Begin Input rows
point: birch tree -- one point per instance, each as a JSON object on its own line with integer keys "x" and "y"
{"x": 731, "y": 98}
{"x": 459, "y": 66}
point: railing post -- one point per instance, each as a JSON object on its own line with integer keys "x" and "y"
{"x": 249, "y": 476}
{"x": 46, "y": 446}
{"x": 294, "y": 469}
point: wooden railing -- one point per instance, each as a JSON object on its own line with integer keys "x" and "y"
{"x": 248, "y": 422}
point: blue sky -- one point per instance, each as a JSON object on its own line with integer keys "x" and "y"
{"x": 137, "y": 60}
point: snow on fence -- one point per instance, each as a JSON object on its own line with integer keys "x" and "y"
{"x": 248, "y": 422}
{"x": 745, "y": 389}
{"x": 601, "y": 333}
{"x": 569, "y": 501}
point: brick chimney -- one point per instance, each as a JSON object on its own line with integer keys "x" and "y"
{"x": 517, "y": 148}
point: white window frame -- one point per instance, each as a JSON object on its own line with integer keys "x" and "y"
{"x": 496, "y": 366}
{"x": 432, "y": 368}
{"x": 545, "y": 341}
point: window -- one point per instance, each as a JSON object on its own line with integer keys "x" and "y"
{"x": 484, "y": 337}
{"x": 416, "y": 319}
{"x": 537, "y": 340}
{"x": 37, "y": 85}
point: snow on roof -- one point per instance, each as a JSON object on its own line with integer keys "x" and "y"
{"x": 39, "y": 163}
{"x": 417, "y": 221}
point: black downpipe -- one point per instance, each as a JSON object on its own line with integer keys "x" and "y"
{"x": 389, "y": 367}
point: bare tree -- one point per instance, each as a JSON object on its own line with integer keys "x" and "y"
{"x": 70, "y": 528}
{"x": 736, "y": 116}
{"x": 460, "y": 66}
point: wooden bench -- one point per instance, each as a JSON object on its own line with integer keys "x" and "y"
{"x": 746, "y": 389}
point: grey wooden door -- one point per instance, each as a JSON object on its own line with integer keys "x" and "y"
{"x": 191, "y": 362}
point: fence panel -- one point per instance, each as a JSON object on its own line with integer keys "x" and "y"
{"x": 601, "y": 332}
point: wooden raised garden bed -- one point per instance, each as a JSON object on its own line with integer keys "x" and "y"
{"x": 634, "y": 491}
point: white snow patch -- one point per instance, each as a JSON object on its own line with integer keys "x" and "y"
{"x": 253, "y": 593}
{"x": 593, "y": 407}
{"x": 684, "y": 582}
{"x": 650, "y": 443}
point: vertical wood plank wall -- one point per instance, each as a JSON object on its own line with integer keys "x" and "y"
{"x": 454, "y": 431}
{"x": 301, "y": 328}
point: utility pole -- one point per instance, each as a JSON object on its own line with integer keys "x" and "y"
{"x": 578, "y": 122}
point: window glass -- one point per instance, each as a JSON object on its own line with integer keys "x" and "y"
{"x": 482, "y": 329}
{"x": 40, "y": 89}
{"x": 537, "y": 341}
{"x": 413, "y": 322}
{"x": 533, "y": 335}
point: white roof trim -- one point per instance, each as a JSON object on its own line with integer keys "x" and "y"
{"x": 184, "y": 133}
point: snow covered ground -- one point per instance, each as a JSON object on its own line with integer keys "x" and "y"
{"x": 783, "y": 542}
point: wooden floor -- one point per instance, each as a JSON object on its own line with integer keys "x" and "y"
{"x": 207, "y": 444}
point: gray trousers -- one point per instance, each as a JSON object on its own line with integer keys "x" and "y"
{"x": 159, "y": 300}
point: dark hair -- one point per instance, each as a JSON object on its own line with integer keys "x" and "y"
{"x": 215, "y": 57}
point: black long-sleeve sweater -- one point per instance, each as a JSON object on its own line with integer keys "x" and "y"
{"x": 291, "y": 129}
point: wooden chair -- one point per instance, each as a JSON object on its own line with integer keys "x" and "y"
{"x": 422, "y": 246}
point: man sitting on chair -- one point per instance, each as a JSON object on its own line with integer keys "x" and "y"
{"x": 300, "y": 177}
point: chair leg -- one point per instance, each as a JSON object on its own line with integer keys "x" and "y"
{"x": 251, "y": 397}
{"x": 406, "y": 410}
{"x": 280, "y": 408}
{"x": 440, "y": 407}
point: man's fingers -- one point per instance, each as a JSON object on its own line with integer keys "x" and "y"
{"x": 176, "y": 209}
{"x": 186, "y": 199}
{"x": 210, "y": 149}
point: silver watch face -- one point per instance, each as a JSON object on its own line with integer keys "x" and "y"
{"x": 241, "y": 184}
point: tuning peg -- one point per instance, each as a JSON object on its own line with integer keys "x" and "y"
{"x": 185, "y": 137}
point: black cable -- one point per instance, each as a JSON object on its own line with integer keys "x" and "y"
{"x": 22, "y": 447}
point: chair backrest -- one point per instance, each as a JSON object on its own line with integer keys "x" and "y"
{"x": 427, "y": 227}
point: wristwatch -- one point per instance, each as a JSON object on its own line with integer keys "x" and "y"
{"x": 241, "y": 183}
End Input rows
Aim :: Write out the records again from the line with "point: wristwatch -- one" up to and including the last line of the records, leaving the request lines unchanged. In the answers, multiply every coordinate by 1.4 and round it to a whole number, with halves rounded up.

Full solution ::
point: wristwatch -- one point per instance, each as a JSON object on its own line with integer keys "x" and "y"
{"x": 337, "y": 256}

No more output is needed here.